Data entries -
-- START --
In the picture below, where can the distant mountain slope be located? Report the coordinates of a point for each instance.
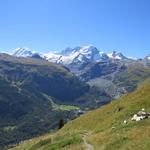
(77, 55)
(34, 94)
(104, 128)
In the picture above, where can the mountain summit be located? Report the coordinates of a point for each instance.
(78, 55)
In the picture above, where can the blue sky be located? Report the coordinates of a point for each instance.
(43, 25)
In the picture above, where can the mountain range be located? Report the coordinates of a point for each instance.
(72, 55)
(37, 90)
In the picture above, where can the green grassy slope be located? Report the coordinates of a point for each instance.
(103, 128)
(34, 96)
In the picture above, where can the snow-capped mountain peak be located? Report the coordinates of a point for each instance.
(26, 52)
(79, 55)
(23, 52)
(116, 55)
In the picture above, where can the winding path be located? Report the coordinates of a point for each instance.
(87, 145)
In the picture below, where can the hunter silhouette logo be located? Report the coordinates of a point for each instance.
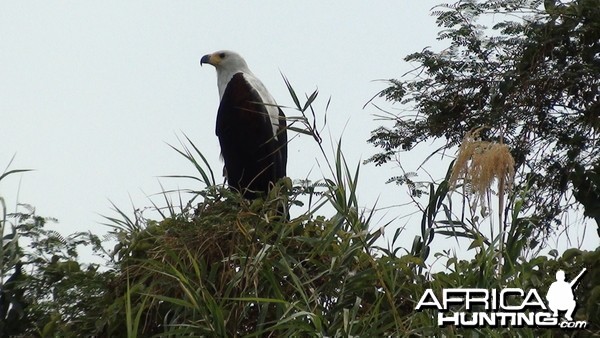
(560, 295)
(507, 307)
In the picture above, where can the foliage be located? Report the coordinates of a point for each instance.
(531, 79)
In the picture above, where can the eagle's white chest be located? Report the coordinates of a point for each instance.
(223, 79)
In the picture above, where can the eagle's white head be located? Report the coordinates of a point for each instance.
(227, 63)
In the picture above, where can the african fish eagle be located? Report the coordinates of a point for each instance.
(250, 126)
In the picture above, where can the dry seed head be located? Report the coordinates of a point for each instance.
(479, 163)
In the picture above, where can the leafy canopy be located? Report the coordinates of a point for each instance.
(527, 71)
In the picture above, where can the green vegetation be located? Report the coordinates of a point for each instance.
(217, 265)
-- END --
-- START --
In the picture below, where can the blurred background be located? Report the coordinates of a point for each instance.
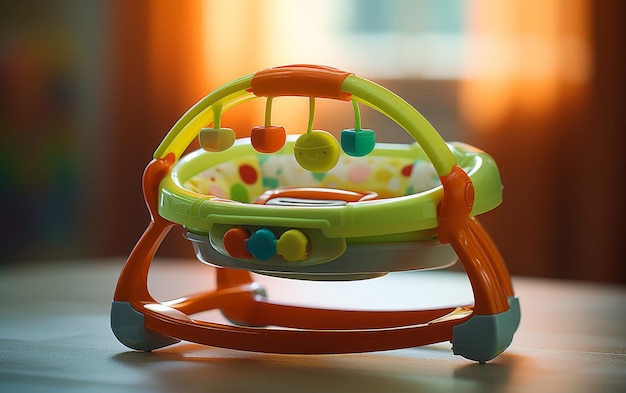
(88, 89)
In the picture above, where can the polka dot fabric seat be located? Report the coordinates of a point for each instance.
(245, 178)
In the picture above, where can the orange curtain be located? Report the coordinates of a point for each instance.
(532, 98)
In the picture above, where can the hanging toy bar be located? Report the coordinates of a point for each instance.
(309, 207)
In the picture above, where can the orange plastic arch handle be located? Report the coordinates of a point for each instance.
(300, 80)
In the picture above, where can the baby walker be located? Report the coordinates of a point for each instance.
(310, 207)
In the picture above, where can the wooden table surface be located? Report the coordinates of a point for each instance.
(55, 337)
-- END --
-- START --
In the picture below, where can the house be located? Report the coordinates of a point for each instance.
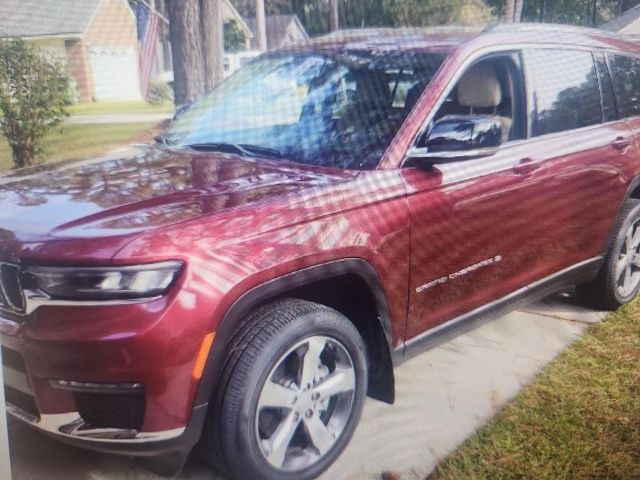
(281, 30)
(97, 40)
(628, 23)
-- END --
Task to carry out - Report every row above that contains the word "head", copying each such row in full. Case counts.

Problem solution -
In the picture above, where can the eagle's white head be located? Report the coordinates of a point for each instance.
In the picture above, where can the dry seed head be located? Report the coordinates of a point for each instance.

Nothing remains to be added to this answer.